**Direction**. With the line containing "on horizon and" as the first line and the last line of the records as the final one, reproduce that range exactly.
[Start Excerpted data]
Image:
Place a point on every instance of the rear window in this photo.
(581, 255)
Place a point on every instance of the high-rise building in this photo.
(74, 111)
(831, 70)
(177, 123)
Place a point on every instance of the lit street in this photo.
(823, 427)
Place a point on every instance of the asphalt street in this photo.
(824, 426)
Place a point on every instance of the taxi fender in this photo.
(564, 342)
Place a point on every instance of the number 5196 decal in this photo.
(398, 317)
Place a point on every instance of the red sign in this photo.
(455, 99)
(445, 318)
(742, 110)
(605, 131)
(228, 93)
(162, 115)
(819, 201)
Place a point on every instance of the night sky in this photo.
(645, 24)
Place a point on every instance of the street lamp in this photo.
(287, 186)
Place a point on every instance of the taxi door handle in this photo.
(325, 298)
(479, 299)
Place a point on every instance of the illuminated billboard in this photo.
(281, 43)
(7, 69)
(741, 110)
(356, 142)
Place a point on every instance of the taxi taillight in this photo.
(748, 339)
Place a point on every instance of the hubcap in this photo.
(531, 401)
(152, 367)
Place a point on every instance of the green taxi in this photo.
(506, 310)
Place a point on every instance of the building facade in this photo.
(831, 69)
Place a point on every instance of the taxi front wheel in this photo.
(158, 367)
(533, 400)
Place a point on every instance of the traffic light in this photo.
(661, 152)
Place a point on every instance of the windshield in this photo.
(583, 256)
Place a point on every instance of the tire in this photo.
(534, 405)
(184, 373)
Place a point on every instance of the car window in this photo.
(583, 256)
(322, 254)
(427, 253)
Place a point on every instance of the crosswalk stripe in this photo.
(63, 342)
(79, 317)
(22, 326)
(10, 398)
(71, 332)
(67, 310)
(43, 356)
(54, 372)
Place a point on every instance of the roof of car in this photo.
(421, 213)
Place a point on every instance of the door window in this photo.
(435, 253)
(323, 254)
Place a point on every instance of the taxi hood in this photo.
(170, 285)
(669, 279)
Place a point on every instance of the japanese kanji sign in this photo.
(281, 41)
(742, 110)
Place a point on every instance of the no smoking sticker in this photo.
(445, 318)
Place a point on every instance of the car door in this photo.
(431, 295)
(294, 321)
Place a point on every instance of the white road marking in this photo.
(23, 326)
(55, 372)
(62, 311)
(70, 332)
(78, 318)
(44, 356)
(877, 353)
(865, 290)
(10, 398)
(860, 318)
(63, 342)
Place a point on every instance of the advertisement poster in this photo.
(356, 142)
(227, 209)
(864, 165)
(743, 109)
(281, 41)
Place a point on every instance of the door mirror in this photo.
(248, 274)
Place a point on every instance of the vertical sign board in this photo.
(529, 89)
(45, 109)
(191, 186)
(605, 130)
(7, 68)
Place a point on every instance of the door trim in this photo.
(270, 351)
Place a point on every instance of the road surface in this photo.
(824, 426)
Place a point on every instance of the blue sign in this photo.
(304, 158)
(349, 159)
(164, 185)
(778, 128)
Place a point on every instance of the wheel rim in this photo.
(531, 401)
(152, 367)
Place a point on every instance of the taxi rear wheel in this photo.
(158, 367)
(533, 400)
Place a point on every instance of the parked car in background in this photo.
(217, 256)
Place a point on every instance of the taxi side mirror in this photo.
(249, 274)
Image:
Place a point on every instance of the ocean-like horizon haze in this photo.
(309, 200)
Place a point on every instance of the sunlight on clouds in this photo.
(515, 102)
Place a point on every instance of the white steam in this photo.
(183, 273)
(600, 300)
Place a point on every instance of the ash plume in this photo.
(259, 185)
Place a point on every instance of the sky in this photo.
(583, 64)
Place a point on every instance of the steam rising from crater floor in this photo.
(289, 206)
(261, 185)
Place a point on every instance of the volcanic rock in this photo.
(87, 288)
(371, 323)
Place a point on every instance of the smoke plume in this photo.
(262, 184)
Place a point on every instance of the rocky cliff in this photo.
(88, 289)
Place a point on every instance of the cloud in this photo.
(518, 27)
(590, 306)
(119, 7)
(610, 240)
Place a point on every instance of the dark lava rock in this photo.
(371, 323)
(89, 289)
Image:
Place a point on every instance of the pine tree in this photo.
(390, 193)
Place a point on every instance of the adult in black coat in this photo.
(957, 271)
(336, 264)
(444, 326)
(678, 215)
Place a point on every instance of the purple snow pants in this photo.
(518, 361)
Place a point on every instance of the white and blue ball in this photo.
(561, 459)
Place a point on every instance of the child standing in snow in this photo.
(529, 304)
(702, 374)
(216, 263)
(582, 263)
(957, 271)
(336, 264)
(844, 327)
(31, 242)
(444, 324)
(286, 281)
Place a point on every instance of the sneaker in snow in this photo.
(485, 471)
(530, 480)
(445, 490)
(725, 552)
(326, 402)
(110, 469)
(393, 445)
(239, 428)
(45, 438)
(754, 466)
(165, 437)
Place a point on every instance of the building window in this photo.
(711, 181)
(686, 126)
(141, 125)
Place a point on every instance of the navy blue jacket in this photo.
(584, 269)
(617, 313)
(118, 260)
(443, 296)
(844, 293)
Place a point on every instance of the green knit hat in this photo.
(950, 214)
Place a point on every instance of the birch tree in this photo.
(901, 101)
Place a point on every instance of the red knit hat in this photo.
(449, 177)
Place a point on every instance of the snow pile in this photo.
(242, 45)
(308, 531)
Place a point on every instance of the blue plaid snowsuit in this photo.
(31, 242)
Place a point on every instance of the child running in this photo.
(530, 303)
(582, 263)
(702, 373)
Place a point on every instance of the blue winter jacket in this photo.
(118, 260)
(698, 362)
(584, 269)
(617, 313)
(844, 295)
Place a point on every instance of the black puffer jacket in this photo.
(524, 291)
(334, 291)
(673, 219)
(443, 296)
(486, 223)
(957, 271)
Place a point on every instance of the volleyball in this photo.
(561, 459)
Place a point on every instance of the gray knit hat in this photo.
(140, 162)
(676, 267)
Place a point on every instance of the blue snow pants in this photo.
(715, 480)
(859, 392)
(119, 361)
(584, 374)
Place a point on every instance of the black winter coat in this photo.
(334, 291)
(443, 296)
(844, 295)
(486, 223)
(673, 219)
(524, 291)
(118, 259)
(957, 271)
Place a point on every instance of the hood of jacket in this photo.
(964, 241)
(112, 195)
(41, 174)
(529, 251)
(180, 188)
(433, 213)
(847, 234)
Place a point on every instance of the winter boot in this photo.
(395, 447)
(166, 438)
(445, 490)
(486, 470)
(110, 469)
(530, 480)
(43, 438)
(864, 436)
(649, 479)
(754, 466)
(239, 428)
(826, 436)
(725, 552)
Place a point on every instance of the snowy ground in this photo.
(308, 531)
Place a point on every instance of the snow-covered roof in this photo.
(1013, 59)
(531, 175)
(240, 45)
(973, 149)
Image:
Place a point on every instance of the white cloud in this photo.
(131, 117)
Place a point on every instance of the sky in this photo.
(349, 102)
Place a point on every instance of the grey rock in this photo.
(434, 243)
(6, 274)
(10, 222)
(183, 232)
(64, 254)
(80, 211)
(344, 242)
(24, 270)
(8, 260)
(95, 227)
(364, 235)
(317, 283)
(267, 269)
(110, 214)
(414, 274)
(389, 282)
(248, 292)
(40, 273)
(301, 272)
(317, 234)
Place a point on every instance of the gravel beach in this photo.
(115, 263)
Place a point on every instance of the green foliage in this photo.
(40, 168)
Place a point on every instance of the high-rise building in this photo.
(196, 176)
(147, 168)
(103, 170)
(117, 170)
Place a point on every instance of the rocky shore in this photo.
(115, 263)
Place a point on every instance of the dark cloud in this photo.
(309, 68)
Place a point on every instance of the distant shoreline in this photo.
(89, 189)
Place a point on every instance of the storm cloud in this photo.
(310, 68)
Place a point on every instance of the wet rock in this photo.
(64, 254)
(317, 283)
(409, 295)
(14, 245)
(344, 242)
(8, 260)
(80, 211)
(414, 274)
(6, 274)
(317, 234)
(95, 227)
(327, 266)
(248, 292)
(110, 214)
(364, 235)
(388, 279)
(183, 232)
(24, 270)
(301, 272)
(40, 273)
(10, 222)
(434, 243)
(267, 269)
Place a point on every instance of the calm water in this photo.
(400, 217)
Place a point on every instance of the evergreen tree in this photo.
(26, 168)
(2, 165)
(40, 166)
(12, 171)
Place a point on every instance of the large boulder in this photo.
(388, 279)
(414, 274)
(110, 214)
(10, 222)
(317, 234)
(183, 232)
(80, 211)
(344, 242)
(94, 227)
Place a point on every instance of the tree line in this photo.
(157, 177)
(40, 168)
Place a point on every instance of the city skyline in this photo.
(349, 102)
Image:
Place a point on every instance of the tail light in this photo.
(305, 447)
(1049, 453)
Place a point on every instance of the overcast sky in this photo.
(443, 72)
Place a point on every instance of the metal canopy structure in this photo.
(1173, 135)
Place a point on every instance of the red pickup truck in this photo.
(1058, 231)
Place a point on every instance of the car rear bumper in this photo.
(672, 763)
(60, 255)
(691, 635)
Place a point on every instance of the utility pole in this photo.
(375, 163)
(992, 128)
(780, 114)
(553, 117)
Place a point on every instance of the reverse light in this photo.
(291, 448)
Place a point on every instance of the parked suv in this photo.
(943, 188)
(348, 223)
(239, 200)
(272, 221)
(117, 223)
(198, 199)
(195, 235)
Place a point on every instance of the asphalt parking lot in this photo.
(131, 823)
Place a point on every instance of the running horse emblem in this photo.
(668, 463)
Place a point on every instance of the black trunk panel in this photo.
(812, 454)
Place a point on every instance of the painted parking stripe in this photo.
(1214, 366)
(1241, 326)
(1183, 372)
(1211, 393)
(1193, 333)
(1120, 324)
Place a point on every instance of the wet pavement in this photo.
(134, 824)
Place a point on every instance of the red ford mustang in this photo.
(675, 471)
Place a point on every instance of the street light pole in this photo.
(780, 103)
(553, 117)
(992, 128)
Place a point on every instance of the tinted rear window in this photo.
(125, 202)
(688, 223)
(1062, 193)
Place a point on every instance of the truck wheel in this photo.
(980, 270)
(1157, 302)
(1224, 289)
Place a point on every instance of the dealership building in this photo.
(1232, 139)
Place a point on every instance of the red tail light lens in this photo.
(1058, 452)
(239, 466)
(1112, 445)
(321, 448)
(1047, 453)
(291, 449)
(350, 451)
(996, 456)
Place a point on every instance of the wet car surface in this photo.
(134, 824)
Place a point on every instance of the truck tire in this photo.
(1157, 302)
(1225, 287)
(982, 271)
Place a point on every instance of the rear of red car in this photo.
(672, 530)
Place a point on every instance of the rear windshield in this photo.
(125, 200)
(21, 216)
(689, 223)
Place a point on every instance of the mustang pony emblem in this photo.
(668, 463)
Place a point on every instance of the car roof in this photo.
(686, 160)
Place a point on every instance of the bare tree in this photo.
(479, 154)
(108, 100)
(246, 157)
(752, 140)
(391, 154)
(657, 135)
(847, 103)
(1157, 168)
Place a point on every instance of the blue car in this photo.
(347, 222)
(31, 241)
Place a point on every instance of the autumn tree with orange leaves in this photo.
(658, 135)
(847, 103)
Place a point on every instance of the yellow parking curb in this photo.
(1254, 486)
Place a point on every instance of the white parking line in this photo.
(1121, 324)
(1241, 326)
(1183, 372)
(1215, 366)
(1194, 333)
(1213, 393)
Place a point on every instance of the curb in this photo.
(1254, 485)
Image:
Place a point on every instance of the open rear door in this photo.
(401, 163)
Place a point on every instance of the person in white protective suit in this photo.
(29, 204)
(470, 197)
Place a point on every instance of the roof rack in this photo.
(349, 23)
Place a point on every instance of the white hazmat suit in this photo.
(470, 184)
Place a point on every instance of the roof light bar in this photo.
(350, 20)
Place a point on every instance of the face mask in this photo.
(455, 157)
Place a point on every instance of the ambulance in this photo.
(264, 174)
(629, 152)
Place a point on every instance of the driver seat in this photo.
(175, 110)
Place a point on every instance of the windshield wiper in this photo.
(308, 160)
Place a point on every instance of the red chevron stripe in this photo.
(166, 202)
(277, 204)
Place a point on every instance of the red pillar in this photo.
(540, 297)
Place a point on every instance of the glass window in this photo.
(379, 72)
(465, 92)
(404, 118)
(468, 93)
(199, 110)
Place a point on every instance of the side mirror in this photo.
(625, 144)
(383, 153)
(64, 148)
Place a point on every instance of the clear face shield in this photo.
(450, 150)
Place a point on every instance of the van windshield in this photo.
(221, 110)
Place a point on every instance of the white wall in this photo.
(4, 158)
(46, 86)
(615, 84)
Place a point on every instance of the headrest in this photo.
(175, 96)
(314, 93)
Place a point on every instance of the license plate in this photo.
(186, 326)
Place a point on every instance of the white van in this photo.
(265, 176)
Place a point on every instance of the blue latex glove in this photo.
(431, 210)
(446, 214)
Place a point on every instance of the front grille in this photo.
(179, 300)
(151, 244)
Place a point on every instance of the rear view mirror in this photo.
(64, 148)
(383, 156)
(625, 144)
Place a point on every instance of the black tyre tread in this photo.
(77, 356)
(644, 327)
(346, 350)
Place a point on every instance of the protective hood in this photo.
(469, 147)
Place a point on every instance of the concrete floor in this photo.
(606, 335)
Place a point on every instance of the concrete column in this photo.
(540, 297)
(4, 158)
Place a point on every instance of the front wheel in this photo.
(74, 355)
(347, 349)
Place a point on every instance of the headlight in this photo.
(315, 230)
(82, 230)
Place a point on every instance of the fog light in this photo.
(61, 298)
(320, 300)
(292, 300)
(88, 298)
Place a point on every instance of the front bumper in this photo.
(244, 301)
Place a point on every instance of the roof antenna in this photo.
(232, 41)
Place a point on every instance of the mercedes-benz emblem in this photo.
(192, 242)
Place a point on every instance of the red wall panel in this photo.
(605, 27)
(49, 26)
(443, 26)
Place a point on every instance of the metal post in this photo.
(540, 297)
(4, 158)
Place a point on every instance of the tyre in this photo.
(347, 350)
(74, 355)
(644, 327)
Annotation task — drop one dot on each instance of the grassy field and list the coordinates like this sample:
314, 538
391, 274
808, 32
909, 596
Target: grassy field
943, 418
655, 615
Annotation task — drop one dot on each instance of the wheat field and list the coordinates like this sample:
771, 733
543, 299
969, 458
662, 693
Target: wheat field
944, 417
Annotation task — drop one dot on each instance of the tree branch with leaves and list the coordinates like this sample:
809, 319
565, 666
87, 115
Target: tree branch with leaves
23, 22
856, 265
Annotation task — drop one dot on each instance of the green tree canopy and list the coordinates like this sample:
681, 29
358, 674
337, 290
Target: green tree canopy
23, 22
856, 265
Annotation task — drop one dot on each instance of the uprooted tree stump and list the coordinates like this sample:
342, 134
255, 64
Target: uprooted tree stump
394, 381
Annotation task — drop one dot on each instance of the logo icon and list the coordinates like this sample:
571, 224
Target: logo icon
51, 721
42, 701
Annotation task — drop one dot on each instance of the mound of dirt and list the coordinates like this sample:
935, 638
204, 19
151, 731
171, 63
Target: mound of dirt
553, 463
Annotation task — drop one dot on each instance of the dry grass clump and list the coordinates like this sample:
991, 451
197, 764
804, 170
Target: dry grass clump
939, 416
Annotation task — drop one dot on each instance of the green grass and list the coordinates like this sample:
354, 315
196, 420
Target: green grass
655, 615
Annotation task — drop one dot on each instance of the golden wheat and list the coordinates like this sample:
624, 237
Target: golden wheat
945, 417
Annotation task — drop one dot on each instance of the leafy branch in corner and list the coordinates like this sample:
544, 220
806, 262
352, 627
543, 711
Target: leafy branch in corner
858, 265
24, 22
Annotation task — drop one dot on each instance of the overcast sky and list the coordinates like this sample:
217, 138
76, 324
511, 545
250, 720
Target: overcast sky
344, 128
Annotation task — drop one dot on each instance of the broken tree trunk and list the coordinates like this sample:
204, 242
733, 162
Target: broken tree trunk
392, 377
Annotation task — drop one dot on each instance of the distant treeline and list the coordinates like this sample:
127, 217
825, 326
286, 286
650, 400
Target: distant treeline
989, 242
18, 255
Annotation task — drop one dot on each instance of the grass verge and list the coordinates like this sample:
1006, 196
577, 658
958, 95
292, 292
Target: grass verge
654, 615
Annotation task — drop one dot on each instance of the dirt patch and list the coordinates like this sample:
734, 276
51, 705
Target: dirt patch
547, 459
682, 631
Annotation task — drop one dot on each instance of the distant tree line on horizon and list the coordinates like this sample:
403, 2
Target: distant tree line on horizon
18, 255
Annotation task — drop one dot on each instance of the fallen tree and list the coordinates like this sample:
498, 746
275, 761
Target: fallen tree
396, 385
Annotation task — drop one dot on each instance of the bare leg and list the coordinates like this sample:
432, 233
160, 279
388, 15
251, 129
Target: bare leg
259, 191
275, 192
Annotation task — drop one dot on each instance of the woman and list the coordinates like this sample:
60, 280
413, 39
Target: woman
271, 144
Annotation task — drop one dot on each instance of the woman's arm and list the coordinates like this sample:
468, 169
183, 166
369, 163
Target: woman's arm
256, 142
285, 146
[End Excerpted data]
**Completed task**.
Annotation task — drop one dot on each instance of the distant tree line on horizon and list the coordinates like this sample:
403, 2
Target: distant tree line on horizon
18, 255
Annotation task — drop one dot on each instance of the fallen tree and list the coordinates like this sample:
498, 746
275, 761
Target: fallen tree
396, 385
Annotation task — drop one dot on each instance of the bare leg and list the coordinates like this sample:
432, 233
160, 279
388, 15
251, 129
Target: bare leg
259, 191
275, 192
Annotation task — drop one dot on each instance of the woman and list the coordinates like this sample:
60, 280
413, 39
Target: woman
271, 144
Annotation task — drop one dot on each instance of the woman's arm and list the coordinates like this sample:
468, 169
183, 166
369, 163
Target: woman's arm
256, 142
285, 146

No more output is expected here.